_What is asked_.
Restate the listing below word for word, omitting any images.

_Excerpted records_.
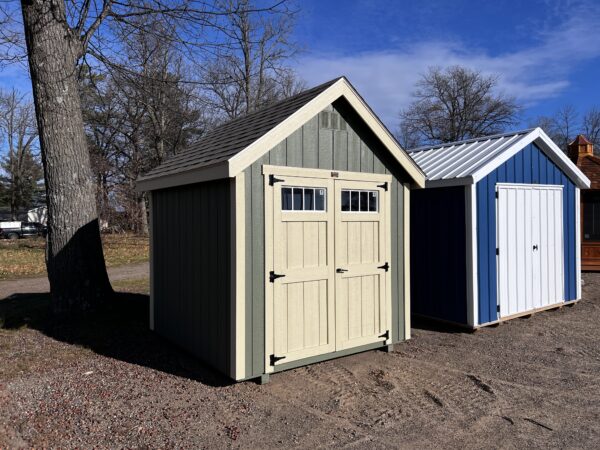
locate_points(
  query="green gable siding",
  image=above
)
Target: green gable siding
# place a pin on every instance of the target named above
(313, 146)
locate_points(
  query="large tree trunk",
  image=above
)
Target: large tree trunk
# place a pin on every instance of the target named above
(75, 262)
(143, 230)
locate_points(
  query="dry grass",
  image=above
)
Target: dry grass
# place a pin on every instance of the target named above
(25, 257)
(135, 285)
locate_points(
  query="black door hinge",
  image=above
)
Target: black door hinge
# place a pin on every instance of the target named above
(273, 180)
(385, 267)
(273, 276)
(274, 359)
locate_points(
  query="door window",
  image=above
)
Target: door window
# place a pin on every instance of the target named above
(359, 201)
(303, 198)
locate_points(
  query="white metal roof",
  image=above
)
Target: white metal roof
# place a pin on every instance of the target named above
(466, 162)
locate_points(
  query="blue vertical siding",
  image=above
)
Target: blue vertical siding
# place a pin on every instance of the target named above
(438, 253)
(529, 166)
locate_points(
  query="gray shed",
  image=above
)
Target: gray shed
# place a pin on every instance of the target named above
(281, 238)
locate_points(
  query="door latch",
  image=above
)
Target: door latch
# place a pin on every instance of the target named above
(273, 180)
(273, 276)
(274, 359)
(385, 267)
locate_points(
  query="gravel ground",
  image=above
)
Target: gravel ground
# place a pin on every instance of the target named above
(531, 382)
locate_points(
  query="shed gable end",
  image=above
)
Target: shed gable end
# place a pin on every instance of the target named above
(530, 166)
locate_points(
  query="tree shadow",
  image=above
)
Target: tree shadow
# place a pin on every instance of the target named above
(428, 324)
(119, 329)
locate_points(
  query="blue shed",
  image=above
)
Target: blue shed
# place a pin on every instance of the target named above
(495, 234)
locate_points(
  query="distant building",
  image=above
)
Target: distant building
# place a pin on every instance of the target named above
(39, 214)
(581, 152)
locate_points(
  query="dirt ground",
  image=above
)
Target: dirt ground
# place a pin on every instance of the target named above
(41, 284)
(109, 382)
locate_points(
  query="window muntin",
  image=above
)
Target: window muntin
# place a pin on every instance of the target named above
(297, 198)
(354, 200)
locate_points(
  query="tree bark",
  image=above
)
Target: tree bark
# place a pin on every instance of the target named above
(143, 215)
(75, 261)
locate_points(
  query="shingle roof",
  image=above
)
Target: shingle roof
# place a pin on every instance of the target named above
(467, 162)
(463, 158)
(234, 136)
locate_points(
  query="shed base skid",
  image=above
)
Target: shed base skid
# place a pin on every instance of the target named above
(530, 312)
(388, 348)
(524, 314)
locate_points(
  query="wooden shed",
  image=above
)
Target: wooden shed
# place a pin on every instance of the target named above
(495, 234)
(581, 152)
(281, 238)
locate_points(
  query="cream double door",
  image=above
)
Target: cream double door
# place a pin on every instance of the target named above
(330, 266)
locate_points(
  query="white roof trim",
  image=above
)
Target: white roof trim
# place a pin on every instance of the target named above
(547, 145)
(240, 161)
(341, 88)
(453, 175)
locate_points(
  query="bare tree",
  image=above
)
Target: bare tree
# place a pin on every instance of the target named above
(250, 72)
(21, 164)
(58, 36)
(456, 103)
(562, 126)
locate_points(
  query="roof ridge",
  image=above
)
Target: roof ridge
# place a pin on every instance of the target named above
(273, 105)
(467, 141)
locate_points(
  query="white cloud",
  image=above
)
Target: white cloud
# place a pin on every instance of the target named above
(386, 78)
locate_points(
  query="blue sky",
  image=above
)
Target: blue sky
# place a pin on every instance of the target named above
(546, 53)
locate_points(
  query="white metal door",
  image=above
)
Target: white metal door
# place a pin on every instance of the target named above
(530, 247)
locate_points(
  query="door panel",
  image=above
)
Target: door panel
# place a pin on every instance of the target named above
(303, 300)
(362, 307)
(529, 235)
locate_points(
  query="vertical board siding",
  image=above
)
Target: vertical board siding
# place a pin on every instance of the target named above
(313, 146)
(192, 275)
(438, 253)
(530, 165)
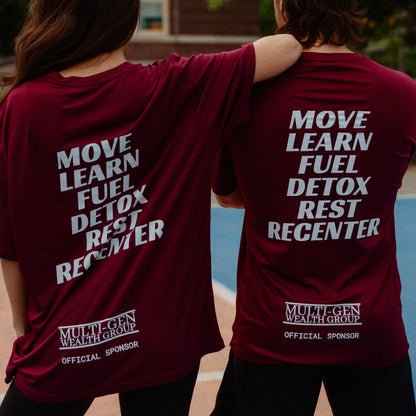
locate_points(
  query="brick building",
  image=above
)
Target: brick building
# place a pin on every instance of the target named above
(188, 26)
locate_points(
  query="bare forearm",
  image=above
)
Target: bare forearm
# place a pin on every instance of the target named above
(18, 296)
(233, 200)
(274, 55)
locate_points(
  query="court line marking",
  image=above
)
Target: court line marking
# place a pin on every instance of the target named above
(408, 196)
(224, 292)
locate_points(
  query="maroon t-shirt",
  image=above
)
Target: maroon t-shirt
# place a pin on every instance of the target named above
(105, 203)
(319, 166)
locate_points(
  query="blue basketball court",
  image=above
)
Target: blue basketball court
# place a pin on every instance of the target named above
(225, 233)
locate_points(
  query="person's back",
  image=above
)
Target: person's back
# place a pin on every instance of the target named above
(105, 171)
(318, 167)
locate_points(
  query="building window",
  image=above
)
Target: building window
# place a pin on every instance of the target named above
(154, 16)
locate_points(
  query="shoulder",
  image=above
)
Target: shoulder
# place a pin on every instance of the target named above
(391, 77)
(203, 61)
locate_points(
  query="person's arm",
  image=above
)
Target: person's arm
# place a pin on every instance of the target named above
(233, 200)
(274, 55)
(17, 293)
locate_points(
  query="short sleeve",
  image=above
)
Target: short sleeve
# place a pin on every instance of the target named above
(217, 86)
(224, 179)
(7, 245)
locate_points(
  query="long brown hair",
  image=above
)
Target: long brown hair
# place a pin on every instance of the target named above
(58, 34)
(335, 22)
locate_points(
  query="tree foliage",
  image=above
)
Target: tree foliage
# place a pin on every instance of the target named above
(11, 19)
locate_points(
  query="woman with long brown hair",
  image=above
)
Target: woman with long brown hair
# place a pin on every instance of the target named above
(105, 171)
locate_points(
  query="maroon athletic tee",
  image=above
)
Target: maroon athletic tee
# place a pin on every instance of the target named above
(105, 203)
(319, 166)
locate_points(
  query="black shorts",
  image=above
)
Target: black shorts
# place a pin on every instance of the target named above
(173, 399)
(291, 389)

_The completed task_.
locate_points(
  query="green gable siding",
  image=above
)
Target: green gable siding
# place a pin on every instance of the target named above
(313, 146)
locate_points(
  query="large tree trunk",
  image=above
)
Target: large tree trunk
# place a pin on every instance of the target named above
(75, 262)
(143, 230)
locate_points(
  query="dry grass",
  image=above
)
Target: dry grass
# place a pin on every instance of the target named above
(25, 257)
(135, 285)
locate_points(
  query="black door hinge",
  image=above
)
Target: black door hinge
# place a pin on every instance of the target named above
(273, 180)
(385, 267)
(273, 276)
(274, 359)
locate_points(
  query="door window",
  image=above
)
Target: door window
# place a pin on every instance of the target named above
(359, 201)
(303, 198)
locate_points(
  query="white metal roof",
  image=above
)
Target: white metal roof
# place a pin on every instance of the target named above
(466, 162)
locate_points(
  query="blue vertical siding",
  image=above
)
Target: blue vertical siding
# place a pin on every instance of the target named above
(438, 253)
(529, 166)
locate_points(
  query="gray shed",
  image=above
)
Target: gray shed
# place a pin on every instance of the target named above
(281, 238)
locate_points(
  query="door latch",
  image=above
)
Target: door latch
# place a pin on every instance of the target named above
(273, 180)
(273, 276)
(274, 359)
(385, 267)
locate_points(
  query="gravel ground",
  image=above
)
Target: gravel ground
# place a pin on every instance of the target named above
(531, 382)
locate_points(
  query="shed gable end",
  image=above
)
Target: shed gable end
# place a pin on every instance of the target named above
(530, 166)
locate_points(
  query="tree shadow",
  image=above
)
Target: tree shadow
# place a pin on every instance of the target named above
(428, 324)
(119, 329)
locate_points(
  query="blue shed",
  image=above
)
Target: blue shed
# place a pin on every instance of the target named above
(495, 234)
locate_points(
  query="distant building",
  image=above
)
Target: distant building
# place a pin on every instance of the target named above
(39, 214)
(581, 152)
locate_points(
  query="dirt ground",
  image=above
)
Target: dirt ground
# place a pin on every instance of the target named above
(41, 284)
(109, 382)
locate_points(
  query="window muntin",
  image=above
)
Target: window muntin
# place a pin on every instance of the target named above
(297, 198)
(354, 200)
locate_points(
  query="tree bark",
  image=above
)
Target: tree bark
# place a pin on every instance of the target named above
(143, 215)
(75, 261)
locate_points(
  query="shingle roof",
  image=above
)
Target: shingle roof
# place a pin on every instance of the target named above
(467, 162)
(463, 158)
(234, 136)
locate_points(
  query="shed base skid",
  image=above
)
Target: shed base skid
# place a pin on every instance of the target named above
(530, 312)
(388, 348)
(524, 314)
locate_points(
  query="wooden shed",
  image=above
)
Target: wooden shed
# place a pin on every instance of the target named above
(495, 234)
(581, 152)
(281, 238)
locate_points(
  query="cream double door",
  image=above
)
Target: cream double door
# place a pin on every instance of the target named above
(330, 266)
locate_points(
  query="white roof trim",
  image=above
)
Target: white roof trim
# place a pin on every instance of the target named above
(547, 145)
(240, 161)
(341, 88)
(453, 175)
locate_points(
  query="bare tree",
  image=above
)
Target: bare tree
# place a pin on every instance of the target named above
(250, 72)
(21, 164)
(58, 36)
(456, 103)
(562, 126)
locate_points(
  query="roof ridge",
  image=above
)
Target: roof ridge
# place a pin on every instance of the target named above
(273, 105)
(467, 141)
locate_points(
  query="white cloud",
  image=above
)
Target: white cloud
# place a pin on every instance of the target named above
(386, 78)
locate_points(
  query="blue sky",
  image=above
)
Target: blue sky
# place a pin on every instance of the target named above
(546, 53)
locate_points(
  query="white metal door",
  image=above
)
Target: white metal door
# place a pin on every instance of the target named above
(530, 247)
locate_points(
  query="door panel",
  image=above
)
Target: door panel
# place a pin on every instance of the target named above
(303, 300)
(362, 307)
(529, 235)
locate_points(
  query="vertical board siding",
  image=above
)
Target: vertical board siding
# place a pin on every instance of the target named above
(313, 146)
(192, 275)
(438, 253)
(530, 165)
locate_points(
  query="brick building",
  image=above
)
Target: brick building
# place a pin on every instance of the target named above
(188, 26)
locate_points(
  query="bare forearm",
  image=above
)
Target: bare forearm
# place a pin on every instance of the target named above
(18, 296)
(233, 200)
(274, 55)
locate_points(
  query="court line marking",
  image=above
)
Target: court line marking
# place a pin on every instance of the target named above
(408, 196)
(224, 292)
locate_points(
  query="maroon t-shirt",
  image=above
)
Target: maroon t-shirt
# place a pin on every instance of the target named above
(105, 203)
(319, 166)
locate_points(
  query="blue basketball court",
  image=above
)
Target: blue basketball court
# place a pin on every instance of the target named above
(225, 233)
locate_points(
  query="person's back",
  image=above
)
Target: person's back
# place a pin on every instance of the target named above
(105, 171)
(318, 167)
locate_points(
  query="building window",
  image=above
)
Target: building window
# place a pin on every instance of the target named above
(154, 16)
locate_points(
  query="shoulder",
  image=above
)
Target: shoulder
# place a pin on every instance of the target named above
(391, 77)
(203, 61)
locate_points(
  query="person's arm",
  image=above
)
Target: person's arm
# place a pin on every instance of the target named above
(233, 200)
(274, 55)
(17, 293)
locate_points(
  query="short sleeve",
  image=above
)
Target: short sleeve
# place a pin on every instance of the target named above
(217, 86)
(224, 179)
(7, 245)
locate_points(
  query="long brown hair",
  image=above
)
Target: long brown hair
# place a pin on every instance of the target named above
(58, 34)
(335, 22)
locate_points(
  query="tree foliage",
  image=above
)
Target: tree foliage
# place a pin on every instance of the target named above
(11, 19)
locate_points(
  query="woman with long brown hair",
  image=above
)
Target: woman with long brown hair
# place a pin on every instance of the target named above
(105, 171)
locate_points(
  query="maroon athletic tee",
  image=above
)
Target: maroon athletic tee
# place a pin on every instance of the target named above
(105, 203)
(319, 166)
locate_points(
  query="black shorts",
  image=above
)
Target: black shorts
# place a pin on every instance of the target named above
(173, 399)
(291, 389)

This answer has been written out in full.